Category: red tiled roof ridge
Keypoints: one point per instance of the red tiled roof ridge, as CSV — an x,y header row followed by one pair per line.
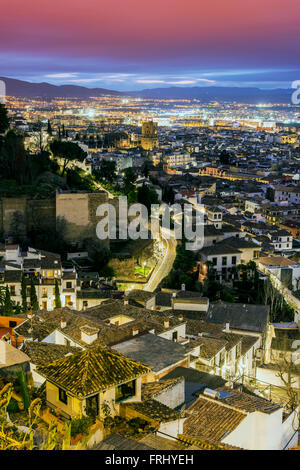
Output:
x,y
218,402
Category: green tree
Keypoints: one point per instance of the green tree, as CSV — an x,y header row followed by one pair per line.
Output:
x,y
4,119
129,180
107,171
33,297
57,295
68,152
24,294
147,196
13,157
8,305
49,128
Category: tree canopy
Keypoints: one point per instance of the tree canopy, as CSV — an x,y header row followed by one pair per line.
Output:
x,y
4,119
68,151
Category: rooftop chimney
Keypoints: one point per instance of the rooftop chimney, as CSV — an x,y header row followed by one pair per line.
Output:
x,y
2,352
135,331
30,314
89,334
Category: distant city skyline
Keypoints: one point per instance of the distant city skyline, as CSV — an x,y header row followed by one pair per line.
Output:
x,y
129,45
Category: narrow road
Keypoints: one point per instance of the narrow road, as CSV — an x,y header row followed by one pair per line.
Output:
x,y
165,265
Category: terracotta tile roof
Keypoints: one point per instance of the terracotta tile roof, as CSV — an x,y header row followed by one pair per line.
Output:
x,y
281,261
162,443
45,353
152,389
209,347
91,371
211,419
249,403
154,411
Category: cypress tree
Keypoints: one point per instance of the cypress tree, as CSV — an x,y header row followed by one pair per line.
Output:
x,y
57,295
49,128
8,306
33,297
24,294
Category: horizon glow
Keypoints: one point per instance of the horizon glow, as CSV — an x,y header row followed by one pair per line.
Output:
x,y
127,45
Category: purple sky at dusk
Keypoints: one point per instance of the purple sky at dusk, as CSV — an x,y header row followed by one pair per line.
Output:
x,y
133,44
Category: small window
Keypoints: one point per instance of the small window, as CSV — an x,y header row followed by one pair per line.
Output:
x,y
125,391
62,396
175,336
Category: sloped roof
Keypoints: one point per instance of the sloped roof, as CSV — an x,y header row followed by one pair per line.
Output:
x,y
211,419
249,403
118,442
91,371
157,352
45,353
247,317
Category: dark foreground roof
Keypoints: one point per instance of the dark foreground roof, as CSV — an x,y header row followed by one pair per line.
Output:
x,y
241,316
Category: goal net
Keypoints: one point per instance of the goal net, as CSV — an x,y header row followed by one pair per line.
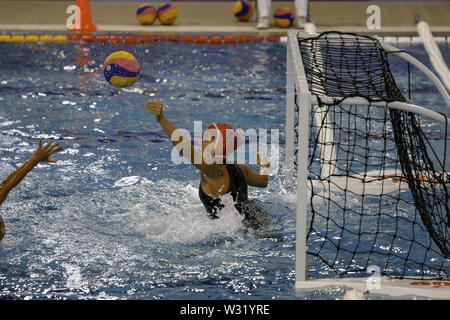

● ● ●

## Directions
What is needed is an exact copy of only the lines from the line containing "Keypoints: one point per instance of the terracotta" through the last line of the entries, inclusive, without the pictures.

## Response to this exercise
Keypoints: one point per instance of the terracotta tile roof, as CSV — an x,y header row followed by one pair per line.
Output:
x,y
281,261
162,443
45,353
152,389
209,347
91,371
211,419
249,403
154,411
Category: cypress tree
Keypoints: one point per instance of the cypress tree, as CSV — an x,y header row followed by one pair per line.
Output:
x,y
57,295
49,128
8,306
33,297
24,294
Category: horizon glow
Keypoints: one point per instance of the horizon glow, as CSV — an x,y header row followed by one pair per line.
Output:
x,y
127,45
Category: purple sky at dusk
Keypoints: one point per instance of the purple sky at dusk, as CSV — an x,y header row followed by one pair per line.
Output:
x,y
133,44
Category: small window
Keypoints: one point per instance of the small window, as CSV — an x,y header row followed by one pair per line.
Output:
x,y
125,391
62,396
175,336
Category: sloped roof
Keypoints: one point per instance of the sloped roof, as CSV — an x,y header row followed by one pair per line.
Output:
x,y
211,419
249,403
118,442
91,371
157,352
45,353
247,317
Category: dark foreground roof
Keypoints: one point per instance of the dark foreground roof, as CSV — an x,y header row followed by one pair per line.
Output:
x,y
241,316
Category: goal net
Keypoints: one point per instance of the goal net, as CSV — an x,y header row followed by one pair per line.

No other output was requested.